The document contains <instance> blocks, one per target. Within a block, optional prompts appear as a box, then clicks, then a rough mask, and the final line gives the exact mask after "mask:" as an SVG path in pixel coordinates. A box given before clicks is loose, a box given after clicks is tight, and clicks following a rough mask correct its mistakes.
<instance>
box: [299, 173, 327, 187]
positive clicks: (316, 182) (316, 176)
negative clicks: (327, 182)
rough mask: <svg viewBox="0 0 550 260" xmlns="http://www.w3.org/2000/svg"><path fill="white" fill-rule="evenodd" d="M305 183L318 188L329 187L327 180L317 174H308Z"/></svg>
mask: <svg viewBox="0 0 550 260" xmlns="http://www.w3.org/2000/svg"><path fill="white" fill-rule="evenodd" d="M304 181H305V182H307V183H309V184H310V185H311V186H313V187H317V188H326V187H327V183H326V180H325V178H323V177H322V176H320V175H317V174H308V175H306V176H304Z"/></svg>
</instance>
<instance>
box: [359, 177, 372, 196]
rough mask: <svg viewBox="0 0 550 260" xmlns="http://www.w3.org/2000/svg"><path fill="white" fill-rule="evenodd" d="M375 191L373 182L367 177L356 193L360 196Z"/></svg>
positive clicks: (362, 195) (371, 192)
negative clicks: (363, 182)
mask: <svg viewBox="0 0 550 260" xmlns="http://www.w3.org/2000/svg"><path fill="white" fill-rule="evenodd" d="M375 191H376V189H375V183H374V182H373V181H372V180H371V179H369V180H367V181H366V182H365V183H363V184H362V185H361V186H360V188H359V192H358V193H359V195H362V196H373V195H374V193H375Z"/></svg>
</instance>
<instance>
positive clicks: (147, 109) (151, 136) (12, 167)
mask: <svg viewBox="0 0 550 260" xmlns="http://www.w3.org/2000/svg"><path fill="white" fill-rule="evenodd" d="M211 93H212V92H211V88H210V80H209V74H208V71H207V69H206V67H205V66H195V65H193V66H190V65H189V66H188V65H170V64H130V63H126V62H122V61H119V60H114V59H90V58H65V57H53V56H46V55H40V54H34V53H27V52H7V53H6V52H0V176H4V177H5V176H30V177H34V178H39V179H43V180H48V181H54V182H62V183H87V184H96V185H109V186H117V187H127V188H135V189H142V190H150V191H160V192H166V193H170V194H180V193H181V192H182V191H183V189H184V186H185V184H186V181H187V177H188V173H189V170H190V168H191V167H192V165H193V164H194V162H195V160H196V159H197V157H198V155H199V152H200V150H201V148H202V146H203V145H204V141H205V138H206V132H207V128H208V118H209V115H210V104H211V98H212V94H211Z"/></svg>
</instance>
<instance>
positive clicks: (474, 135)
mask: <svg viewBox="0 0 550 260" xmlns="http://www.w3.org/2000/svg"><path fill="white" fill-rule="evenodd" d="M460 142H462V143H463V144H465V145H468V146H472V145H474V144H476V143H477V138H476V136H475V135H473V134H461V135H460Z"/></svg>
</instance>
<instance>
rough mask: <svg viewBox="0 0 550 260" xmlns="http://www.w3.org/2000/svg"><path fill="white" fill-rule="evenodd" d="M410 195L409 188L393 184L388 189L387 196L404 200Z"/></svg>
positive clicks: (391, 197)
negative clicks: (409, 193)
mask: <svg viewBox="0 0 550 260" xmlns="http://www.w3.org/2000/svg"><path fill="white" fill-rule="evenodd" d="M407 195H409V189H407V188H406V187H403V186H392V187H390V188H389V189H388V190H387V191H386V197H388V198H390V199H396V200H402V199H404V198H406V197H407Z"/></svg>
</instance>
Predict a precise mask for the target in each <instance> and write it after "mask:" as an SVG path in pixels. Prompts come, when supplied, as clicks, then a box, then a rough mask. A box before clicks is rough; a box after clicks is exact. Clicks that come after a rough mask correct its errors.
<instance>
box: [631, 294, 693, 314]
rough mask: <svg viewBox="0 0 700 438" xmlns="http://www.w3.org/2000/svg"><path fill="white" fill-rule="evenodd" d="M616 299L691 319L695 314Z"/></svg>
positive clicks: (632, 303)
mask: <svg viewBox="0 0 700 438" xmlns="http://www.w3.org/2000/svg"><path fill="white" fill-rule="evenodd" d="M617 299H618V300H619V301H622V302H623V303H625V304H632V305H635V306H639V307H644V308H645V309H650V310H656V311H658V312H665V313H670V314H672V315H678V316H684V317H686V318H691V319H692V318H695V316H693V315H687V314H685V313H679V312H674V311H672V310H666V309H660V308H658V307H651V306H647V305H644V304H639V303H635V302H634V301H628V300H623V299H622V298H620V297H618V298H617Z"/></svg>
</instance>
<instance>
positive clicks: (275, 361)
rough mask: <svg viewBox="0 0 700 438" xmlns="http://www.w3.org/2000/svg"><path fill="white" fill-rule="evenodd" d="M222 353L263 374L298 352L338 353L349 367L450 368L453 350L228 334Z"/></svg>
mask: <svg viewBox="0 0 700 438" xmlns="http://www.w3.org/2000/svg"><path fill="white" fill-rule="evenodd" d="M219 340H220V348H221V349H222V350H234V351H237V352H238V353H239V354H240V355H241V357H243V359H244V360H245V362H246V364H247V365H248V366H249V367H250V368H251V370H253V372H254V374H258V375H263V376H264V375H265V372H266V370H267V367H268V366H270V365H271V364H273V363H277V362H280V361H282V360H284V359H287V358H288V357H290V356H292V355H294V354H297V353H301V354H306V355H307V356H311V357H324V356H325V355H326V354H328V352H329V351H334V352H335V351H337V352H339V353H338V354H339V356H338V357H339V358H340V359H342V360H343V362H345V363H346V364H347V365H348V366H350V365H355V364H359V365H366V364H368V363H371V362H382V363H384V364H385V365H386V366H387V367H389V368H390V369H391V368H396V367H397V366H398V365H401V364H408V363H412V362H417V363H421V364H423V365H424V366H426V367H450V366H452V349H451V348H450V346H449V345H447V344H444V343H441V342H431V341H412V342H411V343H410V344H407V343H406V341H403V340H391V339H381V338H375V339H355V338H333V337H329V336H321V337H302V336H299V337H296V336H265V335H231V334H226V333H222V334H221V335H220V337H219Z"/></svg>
-=-=-=-=-
__WHAT YOU WILL DO__. Rewrite all of the material above as a JSON list of strings with one string per line, leaving out any blank lines.

__RESULT FOR THIS TASK__.
[
  "The document contains <instance> blocks, one per target. Within a block, optional prompts appear as a box, then clicks, then a rough mask, and the final line gives the exact mask after \"mask:\" as an SVG path in pixel coordinates. A box given before clicks is loose, a box given after clicks is tight, and clicks following a rough mask correct its mistakes.",
  "<instance>",
  "box: [299, 173, 327, 187]",
  "positive clicks: (316, 182) (316, 176)",
  "negative clicks: (327, 182)",
  "rough mask: <svg viewBox=\"0 0 550 260\" xmlns=\"http://www.w3.org/2000/svg\"><path fill=\"white\" fill-rule=\"evenodd\" d=\"M305 183L318 188L329 187L327 180L317 174H308Z\"/></svg>",
  "mask: <svg viewBox=\"0 0 550 260\" xmlns=\"http://www.w3.org/2000/svg\"><path fill=\"white\" fill-rule=\"evenodd\" d=\"M304 181H305V182H307V183H309V184H310V185H311V186H313V187H317V188H326V187H327V183H326V180H325V178H323V177H322V176H320V175H317V174H308V175H306V176H304Z\"/></svg>",
  "</instance>",
  "<instance>",
  "box: [359, 177, 372, 196]",
  "rough mask: <svg viewBox=\"0 0 550 260\" xmlns=\"http://www.w3.org/2000/svg\"><path fill=\"white\" fill-rule=\"evenodd\" d=\"M375 191L373 182L367 177L356 193L360 196Z\"/></svg>",
  "positive clicks: (362, 195) (371, 192)",
  "negative clicks: (363, 182)",
  "mask: <svg viewBox=\"0 0 550 260\" xmlns=\"http://www.w3.org/2000/svg\"><path fill=\"white\" fill-rule=\"evenodd\" d=\"M375 191H376V189H375V183H374V182H373V181H372V180H371V179H369V180H367V181H366V182H365V183H363V184H362V185H361V186H360V188H359V192H358V193H359V195H362V196H373V195H374V193H375Z\"/></svg>",
  "</instance>",
  "<instance>",
  "positive clicks: (147, 109) (151, 136) (12, 167)",
  "mask: <svg viewBox=\"0 0 550 260\" xmlns=\"http://www.w3.org/2000/svg\"><path fill=\"white\" fill-rule=\"evenodd\" d=\"M211 93H212V92H211V88H210V80H209V74H208V71H207V69H206V67H205V66H195V65H193V66H190V65H189V66H188V65H170V64H130V63H126V62H122V61H119V60H114V59H90V58H65V57H53V56H46V55H40V54H34V53H27V52H7V53H6V52H0V176H4V177H5V176H30V177H34V178H39V179H43V180H48V181H54V182H62V183H87V184H96V185H109V186H117V187H127V188H135V189H142V190H150V191H160V192H166V193H170V194H180V193H181V192H182V191H183V189H184V186H185V184H186V181H187V177H188V173H189V170H190V168H191V167H192V165H193V164H194V162H195V160H196V159H197V157H198V155H199V152H200V150H201V148H202V146H203V145H204V141H205V138H206V132H207V128H208V118H209V115H210V104H211V98H212V94H211Z\"/></svg>",
  "</instance>",
  "<instance>",
  "positive clicks: (474, 135)",
  "mask: <svg viewBox=\"0 0 550 260\" xmlns=\"http://www.w3.org/2000/svg\"><path fill=\"white\" fill-rule=\"evenodd\" d=\"M460 142H462V143H463V144H465V145H468V146H472V145H474V144H476V143H477V138H476V136H475V135H473V134H461V135H460Z\"/></svg>",
  "</instance>",
  "<instance>",
  "rough mask: <svg viewBox=\"0 0 550 260\" xmlns=\"http://www.w3.org/2000/svg\"><path fill=\"white\" fill-rule=\"evenodd\" d=\"M410 195L409 188L393 184L388 189L387 196L404 200Z\"/></svg>",
  "positive clicks: (391, 197)",
  "negative clicks: (409, 193)",
  "mask: <svg viewBox=\"0 0 550 260\" xmlns=\"http://www.w3.org/2000/svg\"><path fill=\"white\" fill-rule=\"evenodd\" d=\"M407 195H409V189H407V188H406V187H403V186H392V187H390V188H389V189H388V190H387V191H386V197H388V198H390V199H396V200H402V199H404V198H406V197H407Z\"/></svg>",
  "</instance>",
  "Predict a precise mask for the target in each <instance> and write it after \"mask:\" as an SVG path in pixels. Prompts come, when supplied, as clicks, then a box, then a rough mask. A box before clicks is rough; a box after clicks is exact. Clicks that come after a rough mask correct its errors.",
  "<instance>",
  "box: [631, 294, 693, 314]",
  "rough mask: <svg viewBox=\"0 0 700 438\" xmlns=\"http://www.w3.org/2000/svg\"><path fill=\"white\" fill-rule=\"evenodd\" d=\"M616 299L691 319L695 314Z\"/></svg>",
  "positive clicks: (632, 303)",
  "mask: <svg viewBox=\"0 0 700 438\" xmlns=\"http://www.w3.org/2000/svg\"><path fill=\"white\" fill-rule=\"evenodd\" d=\"M617 299H618V300H619V301H622V302H623V303H625V304H632V305H635V306H639V307H644V308H645V309H650V310H656V311H658V312H665V313H670V314H672V315H678V316H684V317H686V318H691V319H692V318H695V316H693V315H687V314H685V313H679V312H674V311H672V310H666V309H660V308H658V307H651V306H647V305H644V304H639V303H635V302H634V301H628V300H623V299H622V298H620V297H618V298H617Z\"/></svg>",
  "</instance>",
  "<instance>",
  "positive clicks: (275, 361)",
  "rough mask: <svg viewBox=\"0 0 700 438\" xmlns=\"http://www.w3.org/2000/svg\"><path fill=\"white\" fill-rule=\"evenodd\" d=\"M222 353L263 374L298 352L338 353L349 367L450 368L453 350L228 334Z\"/></svg>",
  "mask: <svg viewBox=\"0 0 700 438\" xmlns=\"http://www.w3.org/2000/svg\"><path fill=\"white\" fill-rule=\"evenodd\" d=\"M219 340H220V348H221V349H222V350H234V351H237V352H238V353H239V354H240V355H241V357H243V359H244V360H245V362H246V364H247V365H248V366H249V367H250V368H251V370H253V372H254V374H258V375H263V376H264V375H265V372H266V370H267V367H268V366H270V365H271V364H273V363H277V362H280V361H282V360H284V359H287V358H288V357H290V356H292V355H294V354H297V353H301V354H306V355H307V356H311V357H324V356H325V355H326V354H328V352H329V351H334V352H335V351H337V352H339V353H338V354H339V356H338V357H339V358H340V359H342V360H343V362H345V363H346V364H347V365H348V366H350V365H355V364H359V365H366V364H368V363H371V362H382V363H384V364H385V365H386V366H387V367H389V368H390V369H391V368H396V367H397V366H398V365H401V364H408V363H412V362H417V363H421V364H423V365H424V366H426V367H450V366H452V349H451V348H450V346H449V345H447V344H444V343H441V342H431V341H412V342H411V343H410V344H407V343H406V341H403V340H391V339H381V338H375V339H355V338H333V337H329V336H321V337H302V336H299V337H296V336H265V335H231V334H226V333H222V334H221V335H220V337H219Z\"/></svg>"
]